» **PROBLEM STATEMENT**
Rewrite the post on the Gaza conflict from "PS: Since I" to "experience in Gaza.", swapping "Qassams" for "rockets".
** Start TEXT EXCERPT **
When will we learn that bombs won’t work?  As so many of us have been shouting for so long, the only true solution to the Gaza conflict is a political solution: to open the border, to provide relief and development assistance, to engage with Hamas directly.

I’m gratified, at least, that the editorial board of Ha’aretz seems to be moving in this direction:

A renewal of rocket fire shows that even a major military operation that brought death and destruction cannot ensure long-term deterrence and calm. Israel has an interest in stopping escalation at the border so as not to find itself caught up in another belligerent confrontation with Hamas …

Instead of erring by invoking the default solution of more force, which does not create long-term security or ease the distress of the Palestinians in Gaza, the crossings between Israel and the Gaza Strip should be opened and indirect assistance rendered to rebuild its ruins.

Amen. Massive military bombardment and a crushing blockade is not making either side more secure – it is only exacerbating the conflict and ensuring the likelihood we will be reading more tragic news from a small patch of land that has known nothing but tragedy for the past six decades.

PS: Since I wrote this post this morning, I’ve been thinking all day about how I addressed the Gaza conflict as largely a strategic policy issue. If I’m going to be totally honest, however, I’d have to admit that my feelings about this issue go deeper than simply “war doesn’t work.”

I’ve come to accept that at its heart, this conflict is not simply strategy but about justice. To anyone who believes that this latest border issue is about Hamas and its missiles, I’d respond that it is only the latest incarnation of an injustice that was committed against the Palestinian people, long, long before the Qassams started flying.

I’m currently reading Joe Sacco’s devastating graphic-novel style reportage, “Footnotes in Gaza.” I highly recommend it to anyone interested in the tragic history of the Palestinian experience in Gaza.

Palestinian Christians: “The Occupation is a Sin”

Last week, a group of Palestinian Christians representing a variety of churches and church-related organizations issued a powerful, prayerful call for an end to the Israeli occupation.  My friend Rabbi Brian Walt was present at the meeting in Bethlehem in which the statement – known as  “The Kairos Palestine Document” – was released. Upon his return, he described to me his profound, often painful conversations with Palestinian Christians and he told me that as a Jew, he considered the Kairos Document to be an enormously important spiritual/political statement. Having now read the entire 12 page document, I must say that I agree wholeheartedly.

Palestinian Christian liberation theologians such as Naim Ateek of the Sabeel Institute have been doing important work for decades and I believe their ideas present important spiritual challenges to the Jewish community. Many Jews point to the more radical incarnations of these theologies – and while I share some of these concerns, I believe that we make a profound mistake by dismissing Palestinian Christian theology wholesale. (Frankly, I am much more troubled by the “End of Days” theologies of fundamentalist Zionist Christians such as Pastor John Hagee than I am by Naim Ateek and the authors of the Kairos document.)
** End TEXT EXCERPT **
** Start DATA EXTRACT **
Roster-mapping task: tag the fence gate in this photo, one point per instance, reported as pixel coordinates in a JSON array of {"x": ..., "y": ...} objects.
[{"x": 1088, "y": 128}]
** End DATA EXTRACT **
» **SOLUTION FOR THIS TASK**
PS: Since I wrote this post this morning, I’ve been thinking all day about how I addressed the Gaza conflict as largely a strategic policy issue. If I’m going to be totally honest, however, I’d have to admit that my feelings about this issue go deeper than simply “war doesn’t work.”

I’ve come to accept that at its heart, this conflict is not simply strategy but about justice. To anyone who believes that this latest border issue is about Hamas and its missiles, I’d respond that it is only the latest incarnation of an injustice that was committed against the Palestinian people, long, long before the rockets started flying.

I’m currently reading Joe Sacco’s devastating graphic-novel style reportage, “Footnotes in Gaza.” I highly recommend it to anyone interested in the tragic history of the Palestinian experience in Gaza.